-- RECORDS SHOWN start --

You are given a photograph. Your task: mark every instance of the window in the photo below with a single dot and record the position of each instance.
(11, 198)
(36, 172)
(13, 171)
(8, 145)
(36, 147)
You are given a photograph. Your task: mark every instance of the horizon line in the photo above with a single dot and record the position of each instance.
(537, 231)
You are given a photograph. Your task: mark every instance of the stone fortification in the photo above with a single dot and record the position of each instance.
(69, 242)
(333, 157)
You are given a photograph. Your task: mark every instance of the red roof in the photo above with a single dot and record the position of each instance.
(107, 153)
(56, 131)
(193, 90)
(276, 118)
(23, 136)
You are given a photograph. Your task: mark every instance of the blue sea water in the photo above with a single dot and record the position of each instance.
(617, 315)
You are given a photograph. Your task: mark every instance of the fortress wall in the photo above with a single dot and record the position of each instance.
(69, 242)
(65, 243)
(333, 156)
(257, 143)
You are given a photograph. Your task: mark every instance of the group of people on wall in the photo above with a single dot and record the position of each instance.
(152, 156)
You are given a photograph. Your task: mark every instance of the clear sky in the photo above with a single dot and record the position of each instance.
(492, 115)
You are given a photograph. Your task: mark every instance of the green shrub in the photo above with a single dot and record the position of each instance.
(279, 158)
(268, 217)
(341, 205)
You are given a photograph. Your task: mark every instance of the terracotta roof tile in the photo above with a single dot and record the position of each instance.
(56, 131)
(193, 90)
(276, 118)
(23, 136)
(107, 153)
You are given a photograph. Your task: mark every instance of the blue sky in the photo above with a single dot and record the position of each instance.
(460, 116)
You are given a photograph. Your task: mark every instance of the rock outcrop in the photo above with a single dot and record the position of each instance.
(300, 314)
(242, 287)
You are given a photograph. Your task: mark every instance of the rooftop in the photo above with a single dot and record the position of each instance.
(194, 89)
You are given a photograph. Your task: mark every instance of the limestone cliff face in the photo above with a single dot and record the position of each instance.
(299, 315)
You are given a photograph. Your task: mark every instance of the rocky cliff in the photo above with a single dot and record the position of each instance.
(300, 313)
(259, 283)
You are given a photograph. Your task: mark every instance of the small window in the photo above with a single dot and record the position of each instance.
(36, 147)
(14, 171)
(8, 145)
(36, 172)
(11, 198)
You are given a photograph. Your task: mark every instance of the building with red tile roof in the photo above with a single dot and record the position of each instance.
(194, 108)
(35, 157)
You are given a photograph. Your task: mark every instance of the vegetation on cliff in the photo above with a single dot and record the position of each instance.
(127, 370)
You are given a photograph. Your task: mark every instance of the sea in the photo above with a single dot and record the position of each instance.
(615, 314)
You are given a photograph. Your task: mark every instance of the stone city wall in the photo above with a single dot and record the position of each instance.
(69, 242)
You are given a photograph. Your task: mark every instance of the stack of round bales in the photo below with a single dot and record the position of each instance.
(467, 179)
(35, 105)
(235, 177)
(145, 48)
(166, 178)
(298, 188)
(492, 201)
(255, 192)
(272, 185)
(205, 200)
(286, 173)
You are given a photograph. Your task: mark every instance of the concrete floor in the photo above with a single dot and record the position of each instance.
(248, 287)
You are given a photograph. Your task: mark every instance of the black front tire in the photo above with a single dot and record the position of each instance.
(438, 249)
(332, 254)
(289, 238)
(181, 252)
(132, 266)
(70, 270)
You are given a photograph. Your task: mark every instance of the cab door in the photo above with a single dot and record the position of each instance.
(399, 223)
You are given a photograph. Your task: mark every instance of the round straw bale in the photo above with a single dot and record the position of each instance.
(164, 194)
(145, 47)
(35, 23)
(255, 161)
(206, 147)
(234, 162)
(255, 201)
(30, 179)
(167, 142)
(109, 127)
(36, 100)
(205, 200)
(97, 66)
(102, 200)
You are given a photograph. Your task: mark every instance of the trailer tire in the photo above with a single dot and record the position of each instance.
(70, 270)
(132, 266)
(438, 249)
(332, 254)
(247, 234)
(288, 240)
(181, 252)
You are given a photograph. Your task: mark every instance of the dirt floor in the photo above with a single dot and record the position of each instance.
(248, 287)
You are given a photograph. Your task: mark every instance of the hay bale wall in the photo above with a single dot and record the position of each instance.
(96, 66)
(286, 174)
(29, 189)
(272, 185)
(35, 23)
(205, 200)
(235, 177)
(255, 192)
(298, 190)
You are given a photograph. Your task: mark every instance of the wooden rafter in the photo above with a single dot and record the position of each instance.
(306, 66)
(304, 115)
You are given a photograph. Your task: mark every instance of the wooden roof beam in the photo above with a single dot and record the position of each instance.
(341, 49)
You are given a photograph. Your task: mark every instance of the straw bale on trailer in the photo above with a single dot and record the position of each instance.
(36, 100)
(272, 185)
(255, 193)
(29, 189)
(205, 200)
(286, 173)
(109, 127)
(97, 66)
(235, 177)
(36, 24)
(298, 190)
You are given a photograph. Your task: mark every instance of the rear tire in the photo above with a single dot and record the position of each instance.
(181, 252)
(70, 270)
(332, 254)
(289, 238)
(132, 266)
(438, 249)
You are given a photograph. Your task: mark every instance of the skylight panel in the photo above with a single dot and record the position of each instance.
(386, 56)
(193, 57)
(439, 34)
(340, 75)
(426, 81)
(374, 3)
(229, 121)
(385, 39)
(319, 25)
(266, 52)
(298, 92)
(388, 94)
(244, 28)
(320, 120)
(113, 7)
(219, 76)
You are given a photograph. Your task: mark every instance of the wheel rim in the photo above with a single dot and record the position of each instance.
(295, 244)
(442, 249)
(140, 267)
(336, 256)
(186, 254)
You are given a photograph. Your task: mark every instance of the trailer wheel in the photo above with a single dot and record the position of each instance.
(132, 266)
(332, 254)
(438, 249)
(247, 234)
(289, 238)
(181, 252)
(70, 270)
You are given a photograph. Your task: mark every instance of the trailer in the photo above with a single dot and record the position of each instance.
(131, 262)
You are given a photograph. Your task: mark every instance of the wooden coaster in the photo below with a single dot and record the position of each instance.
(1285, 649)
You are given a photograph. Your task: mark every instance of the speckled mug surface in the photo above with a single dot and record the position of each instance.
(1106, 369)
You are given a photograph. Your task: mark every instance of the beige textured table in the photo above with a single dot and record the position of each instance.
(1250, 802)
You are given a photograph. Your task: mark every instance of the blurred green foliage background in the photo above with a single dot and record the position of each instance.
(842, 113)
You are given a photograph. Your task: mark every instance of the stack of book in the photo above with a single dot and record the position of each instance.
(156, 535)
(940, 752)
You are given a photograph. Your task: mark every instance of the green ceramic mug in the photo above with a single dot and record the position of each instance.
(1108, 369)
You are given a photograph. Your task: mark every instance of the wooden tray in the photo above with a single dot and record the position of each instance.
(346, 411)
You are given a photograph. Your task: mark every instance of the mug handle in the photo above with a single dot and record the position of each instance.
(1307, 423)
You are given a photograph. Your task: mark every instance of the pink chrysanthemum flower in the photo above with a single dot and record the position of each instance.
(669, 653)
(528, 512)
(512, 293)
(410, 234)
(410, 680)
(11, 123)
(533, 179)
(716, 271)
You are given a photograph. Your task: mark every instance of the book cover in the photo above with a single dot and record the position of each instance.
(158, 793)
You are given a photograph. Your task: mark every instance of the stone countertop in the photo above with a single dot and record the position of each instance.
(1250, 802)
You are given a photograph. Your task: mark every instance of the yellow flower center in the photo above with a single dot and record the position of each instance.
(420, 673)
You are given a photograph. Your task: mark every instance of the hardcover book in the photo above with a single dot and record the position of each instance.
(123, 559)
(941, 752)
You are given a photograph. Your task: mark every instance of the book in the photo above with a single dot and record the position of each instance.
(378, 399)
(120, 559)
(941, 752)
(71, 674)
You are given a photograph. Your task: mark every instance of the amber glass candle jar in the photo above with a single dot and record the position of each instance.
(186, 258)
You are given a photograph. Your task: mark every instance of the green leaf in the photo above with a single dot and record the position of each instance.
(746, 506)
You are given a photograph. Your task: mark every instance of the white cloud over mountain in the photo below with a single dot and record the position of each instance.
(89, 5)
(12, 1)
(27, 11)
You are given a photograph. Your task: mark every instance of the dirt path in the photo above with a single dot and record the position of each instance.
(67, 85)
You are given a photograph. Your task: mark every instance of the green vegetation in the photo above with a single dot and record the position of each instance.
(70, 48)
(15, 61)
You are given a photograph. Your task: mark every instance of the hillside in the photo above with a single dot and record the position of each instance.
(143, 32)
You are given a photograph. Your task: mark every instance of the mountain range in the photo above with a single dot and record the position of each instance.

-- RECORDS SHOWN end --

• [AIM OF THE TASK]: Every line from the one containing "of the hardcover" through the end of the data must be repeated exactly, and no other line.

• [RESULT OF THIS EXERCISE]:
You are given a photograph. Your task: mark every instance of the hardcover book in the photo above with a single dot and record the position of each instance.
(123, 559)
(941, 752)
You are given a photograph. Your task: mark every instance of the book in the photo above with a single dot and record the position of each instance.
(378, 399)
(120, 559)
(941, 752)
(71, 674)
You are given a photograph. Your task: mark every instance of the amber glass candle jar in the photo above with a single dot and record the position of each instance.
(186, 258)
You are given a photograph. Your task: mark every instance of the green leaf in the photo above with a single dot and record the position of each instance.
(746, 506)
You are given a photograph. Your task: mark every instance of the white cloud over mountain in the photo below with a single dot and record the position of each instance.
(89, 5)
(12, 1)
(27, 11)
You are given a photograph. Your task: mark every instance of the dirt path in the photo above with a single dot and record the position of each instance.
(67, 85)
You are given a photograph. Your task: mark every instance of the green vegetation in the photo above with a single dot and record the position of each instance.
(70, 48)
(15, 61)
You are given a photograph. Your task: mark every instance of the hillside in the photo above with a single dot and record the position of each instance.
(143, 32)
You are given a photograph. Your task: mark every instance of the mountain range in the photo above with a single dot and record the position of each instance.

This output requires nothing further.